The line containing "the form (355,177)." and every line after it, through the last, are to be extracted exactly; no other lines belong in the answer.
>> Begin
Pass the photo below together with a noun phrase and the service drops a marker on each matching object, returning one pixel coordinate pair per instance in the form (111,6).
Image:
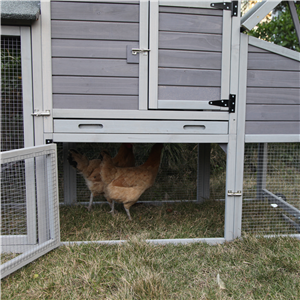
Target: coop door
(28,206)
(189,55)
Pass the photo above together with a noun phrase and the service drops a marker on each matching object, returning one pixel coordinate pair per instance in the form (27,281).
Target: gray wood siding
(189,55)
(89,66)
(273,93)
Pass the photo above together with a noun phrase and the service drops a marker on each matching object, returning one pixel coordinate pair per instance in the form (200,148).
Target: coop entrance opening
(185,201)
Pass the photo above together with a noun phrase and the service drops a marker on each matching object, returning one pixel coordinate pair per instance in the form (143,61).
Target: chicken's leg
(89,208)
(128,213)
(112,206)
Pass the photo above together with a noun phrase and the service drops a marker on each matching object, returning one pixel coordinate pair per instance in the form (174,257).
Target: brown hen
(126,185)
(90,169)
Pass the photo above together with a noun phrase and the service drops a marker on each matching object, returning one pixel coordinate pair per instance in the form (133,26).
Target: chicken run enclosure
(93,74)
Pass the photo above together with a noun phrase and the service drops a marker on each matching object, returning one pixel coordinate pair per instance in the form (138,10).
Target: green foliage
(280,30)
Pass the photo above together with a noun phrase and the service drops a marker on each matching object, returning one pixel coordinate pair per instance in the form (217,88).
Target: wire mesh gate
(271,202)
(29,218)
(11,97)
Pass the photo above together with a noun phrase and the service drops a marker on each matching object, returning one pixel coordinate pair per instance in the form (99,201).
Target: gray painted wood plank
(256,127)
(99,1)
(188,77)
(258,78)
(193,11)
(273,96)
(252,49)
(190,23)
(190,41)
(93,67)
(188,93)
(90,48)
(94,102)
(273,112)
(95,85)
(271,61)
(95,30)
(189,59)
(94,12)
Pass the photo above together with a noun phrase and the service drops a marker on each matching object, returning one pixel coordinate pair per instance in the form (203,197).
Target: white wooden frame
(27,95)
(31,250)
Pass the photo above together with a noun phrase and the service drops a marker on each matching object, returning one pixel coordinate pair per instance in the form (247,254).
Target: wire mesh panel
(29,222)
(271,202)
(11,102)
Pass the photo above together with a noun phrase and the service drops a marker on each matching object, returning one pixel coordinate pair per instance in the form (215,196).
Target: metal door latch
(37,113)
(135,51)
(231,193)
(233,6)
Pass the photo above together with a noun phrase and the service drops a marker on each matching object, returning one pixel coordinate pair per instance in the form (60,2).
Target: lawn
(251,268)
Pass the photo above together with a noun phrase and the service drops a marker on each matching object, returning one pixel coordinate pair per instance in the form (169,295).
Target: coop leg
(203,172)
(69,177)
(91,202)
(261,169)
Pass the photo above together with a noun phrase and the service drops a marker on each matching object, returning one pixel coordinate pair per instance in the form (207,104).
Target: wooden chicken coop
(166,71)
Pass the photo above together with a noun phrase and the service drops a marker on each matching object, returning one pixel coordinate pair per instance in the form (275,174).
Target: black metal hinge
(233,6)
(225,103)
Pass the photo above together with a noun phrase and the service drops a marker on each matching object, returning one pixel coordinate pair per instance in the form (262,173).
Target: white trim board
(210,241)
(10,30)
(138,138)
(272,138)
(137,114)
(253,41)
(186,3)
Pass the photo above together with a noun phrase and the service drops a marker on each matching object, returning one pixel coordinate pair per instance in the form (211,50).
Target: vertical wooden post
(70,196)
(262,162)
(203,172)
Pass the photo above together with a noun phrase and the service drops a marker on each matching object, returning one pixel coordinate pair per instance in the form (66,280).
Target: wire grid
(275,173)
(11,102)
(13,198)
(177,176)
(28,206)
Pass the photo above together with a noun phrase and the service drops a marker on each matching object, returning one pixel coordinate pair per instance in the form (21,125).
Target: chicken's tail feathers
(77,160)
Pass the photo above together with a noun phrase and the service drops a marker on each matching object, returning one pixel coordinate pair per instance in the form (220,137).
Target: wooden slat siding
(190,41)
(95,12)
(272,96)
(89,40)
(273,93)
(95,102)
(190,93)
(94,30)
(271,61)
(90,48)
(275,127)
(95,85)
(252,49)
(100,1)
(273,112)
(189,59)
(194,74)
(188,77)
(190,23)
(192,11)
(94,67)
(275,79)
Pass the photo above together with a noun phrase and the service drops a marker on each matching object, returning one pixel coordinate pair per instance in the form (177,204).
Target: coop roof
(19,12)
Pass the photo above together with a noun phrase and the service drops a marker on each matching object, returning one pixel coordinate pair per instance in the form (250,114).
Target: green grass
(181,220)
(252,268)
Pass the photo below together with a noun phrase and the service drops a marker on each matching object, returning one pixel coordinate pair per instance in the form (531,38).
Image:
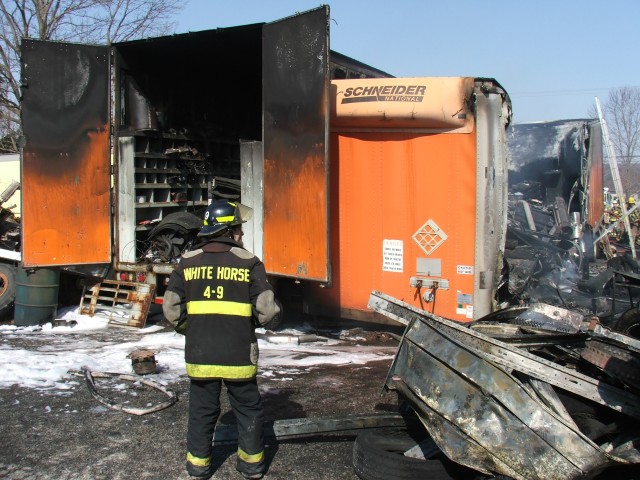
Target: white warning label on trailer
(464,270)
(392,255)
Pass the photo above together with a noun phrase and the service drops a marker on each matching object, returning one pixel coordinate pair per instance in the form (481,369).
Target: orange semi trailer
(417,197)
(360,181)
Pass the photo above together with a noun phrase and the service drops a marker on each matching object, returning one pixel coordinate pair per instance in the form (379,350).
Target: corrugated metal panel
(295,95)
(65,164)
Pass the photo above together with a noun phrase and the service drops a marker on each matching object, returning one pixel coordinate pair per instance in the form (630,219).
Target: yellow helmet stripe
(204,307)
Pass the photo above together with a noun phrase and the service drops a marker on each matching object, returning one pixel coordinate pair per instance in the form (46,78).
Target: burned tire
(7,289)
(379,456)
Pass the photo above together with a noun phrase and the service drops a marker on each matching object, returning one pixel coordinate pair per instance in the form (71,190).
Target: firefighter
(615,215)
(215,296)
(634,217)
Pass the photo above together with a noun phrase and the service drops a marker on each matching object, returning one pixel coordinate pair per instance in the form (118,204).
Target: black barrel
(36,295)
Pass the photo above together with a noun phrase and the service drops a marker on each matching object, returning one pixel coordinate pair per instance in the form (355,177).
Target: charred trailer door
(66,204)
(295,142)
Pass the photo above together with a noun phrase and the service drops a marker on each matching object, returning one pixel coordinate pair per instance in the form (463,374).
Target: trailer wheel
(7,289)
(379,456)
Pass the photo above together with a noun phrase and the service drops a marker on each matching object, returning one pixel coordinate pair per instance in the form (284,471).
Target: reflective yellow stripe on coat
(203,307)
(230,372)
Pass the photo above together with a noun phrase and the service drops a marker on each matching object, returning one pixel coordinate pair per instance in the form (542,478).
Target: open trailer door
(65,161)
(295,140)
>> End
The solution:
Pass the photo above together with a noun phrase and the service drops a marker on each matching object, returning one pixel coordinate pair per instance in the form (355,177).
Target: charred trailer door
(66,204)
(295,142)
Pass the photo above together with a noun phrase and the service drops a marker on each matching object, returning one pixel coordinate pair per instance in the form (463,374).
Target: trailer wheel
(7,289)
(379,456)
Pass the photo above together with a noun phrase and the service drops a marker on each matching object, returning one pixel coordinate pair per instance in the form (284,471).
Target: reflective yellow stripe on coat
(203,307)
(230,372)
Pass the photo above together with a noun phrase and the service drops a marker on each matching object, returning one pixel coordinate pair per instance in the form (542,478).
Target: open trailer door
(65,161)
(295,140)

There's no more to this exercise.